TASK OBJECTIVE => Without any pictures, restate the full set of records below exactly.
━━━ GIVEN DATA ━━━
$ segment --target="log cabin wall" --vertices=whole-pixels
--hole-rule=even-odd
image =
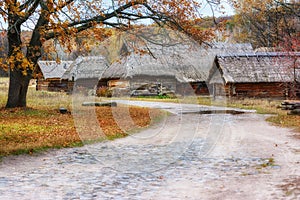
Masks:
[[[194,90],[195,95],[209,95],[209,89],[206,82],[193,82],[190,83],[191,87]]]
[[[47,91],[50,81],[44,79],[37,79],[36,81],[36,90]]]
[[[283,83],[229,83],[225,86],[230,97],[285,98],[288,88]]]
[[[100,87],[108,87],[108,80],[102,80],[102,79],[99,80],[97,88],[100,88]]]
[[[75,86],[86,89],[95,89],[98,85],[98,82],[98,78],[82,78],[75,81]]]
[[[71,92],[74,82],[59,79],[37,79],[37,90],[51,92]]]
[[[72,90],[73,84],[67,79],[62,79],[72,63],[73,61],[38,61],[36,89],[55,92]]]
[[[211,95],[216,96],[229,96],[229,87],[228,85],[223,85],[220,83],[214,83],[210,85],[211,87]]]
━━━
RESULT OF THIS TASK =>
$ segment --target="log cabin wall" --vertices=whole-pixels
--hole-rule=even-odd
image =
Masks:
[[[194,90],[195,95],[209,95],[209,89],[206,82],[193,82],[190,83],[191,87]]]
[[[47,91],[50,81],[44,79],[37,79],[36,81],[36,90]]]
[[[283,83],[229,83],[225,86],[230,97],[285,98],[288,88]]]
[[[100,87],[108,87],[108,80],[102,80],[102,79],[99,80],[97,88],[100,88]]]
[[[75,86],[86,89],[95,89],[98,85],[98,82],[98,78],[82,78],[75,81]]]
[[[71,92],[74,82],[59,79],[37,79],[37,90],[51,92]]]
[[[72,90],[73,84],[67,79],[62,79],[72,63],[73,61],[38,61],[36,89],[55,92]]]
[[[211,95],[216,96],[229,96],[229,87],[228,85],[223,85],[220,83],[214,83],[210,85],[211,87]]]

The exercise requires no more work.